begin

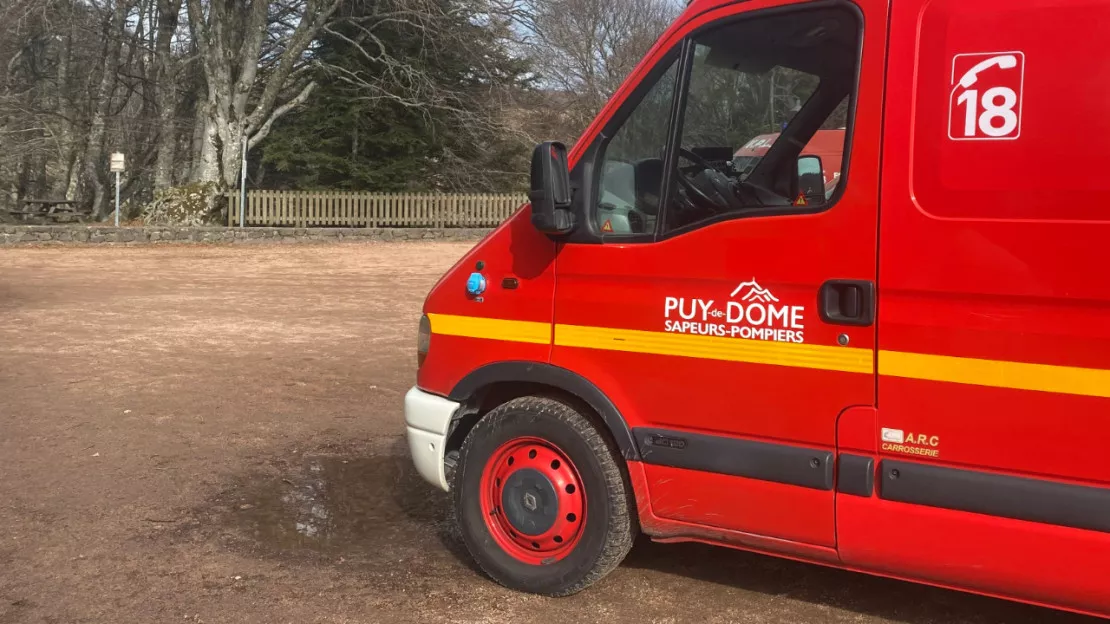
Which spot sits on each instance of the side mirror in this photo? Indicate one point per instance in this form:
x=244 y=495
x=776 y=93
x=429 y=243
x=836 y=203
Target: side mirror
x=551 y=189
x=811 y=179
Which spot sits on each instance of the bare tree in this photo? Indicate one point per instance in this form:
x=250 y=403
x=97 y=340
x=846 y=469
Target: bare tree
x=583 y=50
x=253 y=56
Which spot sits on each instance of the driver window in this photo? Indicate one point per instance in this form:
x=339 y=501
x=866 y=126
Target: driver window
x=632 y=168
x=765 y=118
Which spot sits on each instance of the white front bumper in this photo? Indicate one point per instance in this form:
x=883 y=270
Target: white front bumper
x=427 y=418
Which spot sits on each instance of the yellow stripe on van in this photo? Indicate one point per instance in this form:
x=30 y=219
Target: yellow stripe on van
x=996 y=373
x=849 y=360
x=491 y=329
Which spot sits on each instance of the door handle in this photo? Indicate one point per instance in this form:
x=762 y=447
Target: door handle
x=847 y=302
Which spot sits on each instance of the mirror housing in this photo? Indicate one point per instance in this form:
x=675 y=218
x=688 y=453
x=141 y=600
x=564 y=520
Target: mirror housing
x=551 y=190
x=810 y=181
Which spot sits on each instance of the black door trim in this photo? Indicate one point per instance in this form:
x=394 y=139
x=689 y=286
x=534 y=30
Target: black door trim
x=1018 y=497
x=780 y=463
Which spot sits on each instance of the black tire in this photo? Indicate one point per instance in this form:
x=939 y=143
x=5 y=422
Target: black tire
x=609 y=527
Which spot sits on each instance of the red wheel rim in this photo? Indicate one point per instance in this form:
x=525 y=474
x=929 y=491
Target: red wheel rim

end

■ **Instruction**:
Copy the records beginning at the line that contains "Which spot sits on each instance of the driver" and stopping after the line that contains "x=780 y=463", requests included. Increase every coordinate in the answers by 76 and leave the sample coordinates in the requests unchanged.

■ **Written answer**:
Which spot sits on each instance of the driver window in this photo? Indicate one point per instance in this form:
x=339 y=501
x=866 y=126
Target: driver window
x=708 y=244
x=841 y=194
Which spot sits on each instance of the white front bumper in this photo? Indicate one point per instance in this form:
x=883 y=270
Target: white front bumper
x=503 y=494
Which spot sits on each instance of the yellow stripe on van in this photo? Indicate one point per instance in this form:
x=30 y=219
Target: yellow stripe on van
x=1072 y=449
x=925 y=436
x=567 y=405
Which spot sits on each instance of the door handle in this photo? Indicate one point per instance in this form:
x=762 y=447
Target: door handle
x=923 y=378
Which spot sits on each instance of the mirror housing in this photo? Indicate one point per instance in this form:
x=675 y=218
x=688 y=453
x=141 y=600
x=564 y=520
Target: mirror housing
x=627 y=266
x=886 y=257
Which spot sits on each instance of the black door trim in this photo? Indicate one point per instance in this form:
x=394 y=139
x=689 y=286
x=534 y=30
Target: black door trim
x=1094 y=573
x=856 y=539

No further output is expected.